#### Task details:
Restate, word for word, the lines from the opening line of the data through the line containing "area in the photo above.", both included, and nothing else.

::: Records

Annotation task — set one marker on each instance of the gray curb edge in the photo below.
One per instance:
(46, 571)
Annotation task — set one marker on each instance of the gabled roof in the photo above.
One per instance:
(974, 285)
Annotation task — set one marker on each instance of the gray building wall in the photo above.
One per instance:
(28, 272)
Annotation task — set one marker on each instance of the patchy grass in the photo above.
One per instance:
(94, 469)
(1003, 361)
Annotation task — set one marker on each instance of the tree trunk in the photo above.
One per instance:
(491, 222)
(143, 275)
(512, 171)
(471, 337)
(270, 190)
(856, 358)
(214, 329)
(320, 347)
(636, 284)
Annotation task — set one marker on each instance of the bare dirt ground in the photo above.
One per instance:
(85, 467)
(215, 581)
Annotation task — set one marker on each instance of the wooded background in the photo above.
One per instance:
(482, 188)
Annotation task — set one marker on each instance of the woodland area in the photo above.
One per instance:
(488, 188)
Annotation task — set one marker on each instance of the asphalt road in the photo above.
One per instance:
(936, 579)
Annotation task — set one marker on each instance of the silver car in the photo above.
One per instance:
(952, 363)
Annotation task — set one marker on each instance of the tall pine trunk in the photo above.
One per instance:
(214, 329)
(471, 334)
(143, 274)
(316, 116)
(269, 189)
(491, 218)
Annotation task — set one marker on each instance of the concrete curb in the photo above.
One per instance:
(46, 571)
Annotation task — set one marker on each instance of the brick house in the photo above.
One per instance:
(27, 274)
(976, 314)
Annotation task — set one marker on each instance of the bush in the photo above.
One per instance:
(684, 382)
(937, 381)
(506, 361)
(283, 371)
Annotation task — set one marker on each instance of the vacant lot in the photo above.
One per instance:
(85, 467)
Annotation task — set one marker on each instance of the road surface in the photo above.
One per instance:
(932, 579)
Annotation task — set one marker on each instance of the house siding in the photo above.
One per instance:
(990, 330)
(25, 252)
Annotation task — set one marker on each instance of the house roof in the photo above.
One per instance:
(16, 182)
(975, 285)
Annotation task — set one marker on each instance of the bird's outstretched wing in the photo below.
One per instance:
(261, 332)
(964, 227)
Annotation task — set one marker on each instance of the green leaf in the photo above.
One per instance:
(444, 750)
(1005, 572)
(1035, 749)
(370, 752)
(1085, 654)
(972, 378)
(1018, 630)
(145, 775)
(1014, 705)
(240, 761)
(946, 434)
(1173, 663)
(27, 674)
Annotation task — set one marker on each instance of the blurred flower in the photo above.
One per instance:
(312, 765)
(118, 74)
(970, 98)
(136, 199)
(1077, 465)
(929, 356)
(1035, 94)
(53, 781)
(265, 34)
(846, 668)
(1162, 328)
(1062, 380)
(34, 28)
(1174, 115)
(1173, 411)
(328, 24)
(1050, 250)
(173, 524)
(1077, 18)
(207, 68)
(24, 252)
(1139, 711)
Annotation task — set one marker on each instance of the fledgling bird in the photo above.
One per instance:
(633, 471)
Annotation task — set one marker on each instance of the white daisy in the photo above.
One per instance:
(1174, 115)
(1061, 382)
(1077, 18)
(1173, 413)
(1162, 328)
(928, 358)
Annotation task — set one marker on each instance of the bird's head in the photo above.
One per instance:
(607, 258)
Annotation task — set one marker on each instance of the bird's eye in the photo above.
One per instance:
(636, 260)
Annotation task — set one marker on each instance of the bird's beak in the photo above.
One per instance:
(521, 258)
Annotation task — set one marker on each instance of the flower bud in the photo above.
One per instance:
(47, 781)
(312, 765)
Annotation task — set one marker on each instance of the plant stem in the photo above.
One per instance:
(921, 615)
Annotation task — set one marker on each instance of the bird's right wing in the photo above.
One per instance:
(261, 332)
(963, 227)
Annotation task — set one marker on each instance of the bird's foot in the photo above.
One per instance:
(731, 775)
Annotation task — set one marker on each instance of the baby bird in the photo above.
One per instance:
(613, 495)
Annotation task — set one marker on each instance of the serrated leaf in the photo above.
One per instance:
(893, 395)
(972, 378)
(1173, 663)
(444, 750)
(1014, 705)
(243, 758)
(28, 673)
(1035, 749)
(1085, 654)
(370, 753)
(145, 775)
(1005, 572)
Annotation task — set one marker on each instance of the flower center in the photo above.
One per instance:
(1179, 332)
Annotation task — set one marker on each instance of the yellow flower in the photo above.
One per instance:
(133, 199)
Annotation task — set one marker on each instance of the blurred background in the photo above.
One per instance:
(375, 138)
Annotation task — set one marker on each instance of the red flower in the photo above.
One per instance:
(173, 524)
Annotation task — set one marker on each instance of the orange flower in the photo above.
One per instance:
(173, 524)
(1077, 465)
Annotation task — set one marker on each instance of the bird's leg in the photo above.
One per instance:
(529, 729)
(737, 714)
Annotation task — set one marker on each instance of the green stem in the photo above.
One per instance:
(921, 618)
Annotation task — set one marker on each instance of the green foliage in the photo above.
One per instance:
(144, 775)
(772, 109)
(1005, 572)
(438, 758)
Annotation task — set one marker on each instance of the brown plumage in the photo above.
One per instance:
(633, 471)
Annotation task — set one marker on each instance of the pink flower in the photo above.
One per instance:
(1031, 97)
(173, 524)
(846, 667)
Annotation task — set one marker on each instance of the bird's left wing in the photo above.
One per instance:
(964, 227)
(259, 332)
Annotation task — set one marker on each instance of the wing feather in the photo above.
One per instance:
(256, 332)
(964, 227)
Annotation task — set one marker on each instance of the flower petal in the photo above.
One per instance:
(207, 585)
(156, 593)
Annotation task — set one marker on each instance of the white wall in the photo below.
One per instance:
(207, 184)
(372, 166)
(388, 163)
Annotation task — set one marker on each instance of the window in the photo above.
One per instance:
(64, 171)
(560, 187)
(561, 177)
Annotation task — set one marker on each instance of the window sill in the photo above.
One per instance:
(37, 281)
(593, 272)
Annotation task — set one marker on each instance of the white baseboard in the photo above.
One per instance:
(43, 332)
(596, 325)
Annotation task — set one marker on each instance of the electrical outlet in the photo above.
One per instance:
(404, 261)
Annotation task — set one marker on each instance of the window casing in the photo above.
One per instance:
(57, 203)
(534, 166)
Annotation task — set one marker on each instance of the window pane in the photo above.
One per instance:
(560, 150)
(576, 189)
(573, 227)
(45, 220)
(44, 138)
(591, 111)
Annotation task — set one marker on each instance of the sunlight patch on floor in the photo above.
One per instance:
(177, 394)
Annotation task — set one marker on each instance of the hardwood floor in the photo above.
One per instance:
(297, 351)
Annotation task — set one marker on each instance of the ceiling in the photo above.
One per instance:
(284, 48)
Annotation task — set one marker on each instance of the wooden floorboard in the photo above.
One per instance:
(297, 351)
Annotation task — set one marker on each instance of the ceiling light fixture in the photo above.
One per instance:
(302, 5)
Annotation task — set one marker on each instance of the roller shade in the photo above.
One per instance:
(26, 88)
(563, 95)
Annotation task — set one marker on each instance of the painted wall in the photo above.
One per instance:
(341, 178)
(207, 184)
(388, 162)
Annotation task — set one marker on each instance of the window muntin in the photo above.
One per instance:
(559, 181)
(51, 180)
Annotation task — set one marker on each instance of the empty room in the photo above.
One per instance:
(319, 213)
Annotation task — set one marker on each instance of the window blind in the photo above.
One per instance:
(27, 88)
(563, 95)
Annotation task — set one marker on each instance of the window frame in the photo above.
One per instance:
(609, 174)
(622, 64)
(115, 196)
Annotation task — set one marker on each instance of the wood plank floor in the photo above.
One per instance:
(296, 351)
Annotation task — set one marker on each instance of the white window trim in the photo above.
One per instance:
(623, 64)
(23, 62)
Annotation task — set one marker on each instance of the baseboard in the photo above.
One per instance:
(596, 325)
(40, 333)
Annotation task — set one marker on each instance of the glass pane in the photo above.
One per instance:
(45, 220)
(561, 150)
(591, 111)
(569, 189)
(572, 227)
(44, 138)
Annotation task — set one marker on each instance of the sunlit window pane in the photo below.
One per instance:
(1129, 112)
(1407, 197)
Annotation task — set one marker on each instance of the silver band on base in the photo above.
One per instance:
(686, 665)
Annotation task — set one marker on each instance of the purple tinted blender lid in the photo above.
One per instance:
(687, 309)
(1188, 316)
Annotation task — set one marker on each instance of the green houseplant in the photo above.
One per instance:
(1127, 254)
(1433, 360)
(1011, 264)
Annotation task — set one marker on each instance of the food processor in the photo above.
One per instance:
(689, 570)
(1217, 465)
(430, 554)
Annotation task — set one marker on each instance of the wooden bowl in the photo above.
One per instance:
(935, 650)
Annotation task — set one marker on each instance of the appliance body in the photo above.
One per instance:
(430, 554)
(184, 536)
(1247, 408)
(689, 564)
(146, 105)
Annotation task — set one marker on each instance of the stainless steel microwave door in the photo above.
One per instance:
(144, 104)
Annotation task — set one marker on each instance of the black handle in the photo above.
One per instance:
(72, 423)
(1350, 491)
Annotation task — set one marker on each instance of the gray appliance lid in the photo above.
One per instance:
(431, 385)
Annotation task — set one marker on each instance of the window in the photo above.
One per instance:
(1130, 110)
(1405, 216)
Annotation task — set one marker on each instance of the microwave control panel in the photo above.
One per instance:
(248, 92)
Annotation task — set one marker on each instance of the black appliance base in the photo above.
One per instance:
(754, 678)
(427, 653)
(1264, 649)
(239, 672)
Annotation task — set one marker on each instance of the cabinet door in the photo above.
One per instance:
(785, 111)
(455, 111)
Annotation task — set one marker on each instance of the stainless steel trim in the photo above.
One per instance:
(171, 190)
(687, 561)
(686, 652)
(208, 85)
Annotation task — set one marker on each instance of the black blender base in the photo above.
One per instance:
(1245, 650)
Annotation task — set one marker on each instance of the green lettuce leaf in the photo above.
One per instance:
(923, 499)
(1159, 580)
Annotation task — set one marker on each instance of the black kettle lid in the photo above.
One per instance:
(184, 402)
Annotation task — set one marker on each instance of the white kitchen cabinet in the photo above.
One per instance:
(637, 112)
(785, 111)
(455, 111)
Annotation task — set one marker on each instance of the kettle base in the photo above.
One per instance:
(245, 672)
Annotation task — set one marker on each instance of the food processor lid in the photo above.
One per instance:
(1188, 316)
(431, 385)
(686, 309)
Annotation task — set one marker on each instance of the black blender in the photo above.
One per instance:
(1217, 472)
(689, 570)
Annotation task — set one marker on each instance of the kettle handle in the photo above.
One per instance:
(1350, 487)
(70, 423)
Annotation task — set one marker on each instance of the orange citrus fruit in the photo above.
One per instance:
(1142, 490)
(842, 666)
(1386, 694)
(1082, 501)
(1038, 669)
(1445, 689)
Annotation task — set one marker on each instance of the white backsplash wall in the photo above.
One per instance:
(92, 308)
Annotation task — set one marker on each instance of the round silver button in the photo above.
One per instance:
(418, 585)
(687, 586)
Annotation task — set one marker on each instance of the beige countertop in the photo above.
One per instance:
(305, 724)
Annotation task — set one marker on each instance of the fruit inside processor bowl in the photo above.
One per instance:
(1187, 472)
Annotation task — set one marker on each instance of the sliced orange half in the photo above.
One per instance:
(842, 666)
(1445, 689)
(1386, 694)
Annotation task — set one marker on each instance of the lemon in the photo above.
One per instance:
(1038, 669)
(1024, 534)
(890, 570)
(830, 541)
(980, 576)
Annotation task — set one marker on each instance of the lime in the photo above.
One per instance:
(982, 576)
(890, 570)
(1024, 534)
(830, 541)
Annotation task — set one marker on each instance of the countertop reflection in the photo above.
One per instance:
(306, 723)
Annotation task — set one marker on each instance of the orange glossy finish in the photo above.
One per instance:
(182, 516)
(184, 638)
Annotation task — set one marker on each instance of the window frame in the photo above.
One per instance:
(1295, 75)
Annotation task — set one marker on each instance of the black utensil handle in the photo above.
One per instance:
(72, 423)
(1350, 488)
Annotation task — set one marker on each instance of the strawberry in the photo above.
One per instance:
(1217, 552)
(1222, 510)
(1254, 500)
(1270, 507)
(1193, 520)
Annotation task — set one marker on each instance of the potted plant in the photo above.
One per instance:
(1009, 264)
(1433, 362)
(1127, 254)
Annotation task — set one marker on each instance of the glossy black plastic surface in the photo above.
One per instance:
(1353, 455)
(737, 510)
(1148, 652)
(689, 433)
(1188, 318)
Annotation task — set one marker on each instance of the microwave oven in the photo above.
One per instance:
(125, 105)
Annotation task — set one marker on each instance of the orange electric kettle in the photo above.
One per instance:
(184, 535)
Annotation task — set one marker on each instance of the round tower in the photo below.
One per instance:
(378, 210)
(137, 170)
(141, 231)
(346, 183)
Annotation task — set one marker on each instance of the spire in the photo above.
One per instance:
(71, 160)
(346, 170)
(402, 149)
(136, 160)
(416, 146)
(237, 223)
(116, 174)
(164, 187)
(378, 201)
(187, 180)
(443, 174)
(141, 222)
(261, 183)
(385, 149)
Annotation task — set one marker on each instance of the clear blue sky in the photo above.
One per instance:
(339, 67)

::::::

#### Your response:
Annotation task — set one marker on each instance of the gray curb edge in the photo below.
One per instance:
(46, 571)
Annotation task — set one marker on each instance of the gabled roof in the photo above.
One per instance:
(974, 285)
Annotation task — set one marker on each instance of the gray building wall in the photo above.
One per instance:
(28, 272)
Annotation task — set one marker on each instance of the patchy grass in the photo above.
One per instance:
(94, 469)
(1003, 361)
Annotation task — set one marker on each instance of the tree trunk in the photo above.
One per instance:
(491, 222)
(143, 275)
(512, 171)
(471, 337)
(270, 190)
(856, 358)
(214, 329)
(320, 347)
(636, 284)
Annotation task — set one marker on each instance of the bare dirt ground in the photo above.
One per instance:
(85, 467)
(215, 581)
Annotation task — set one marker on each instance of the wooded background in the photo above.
One per instance:
(482, 188)
Annotation task — set one marker on each instance of the woodland area in the photo above.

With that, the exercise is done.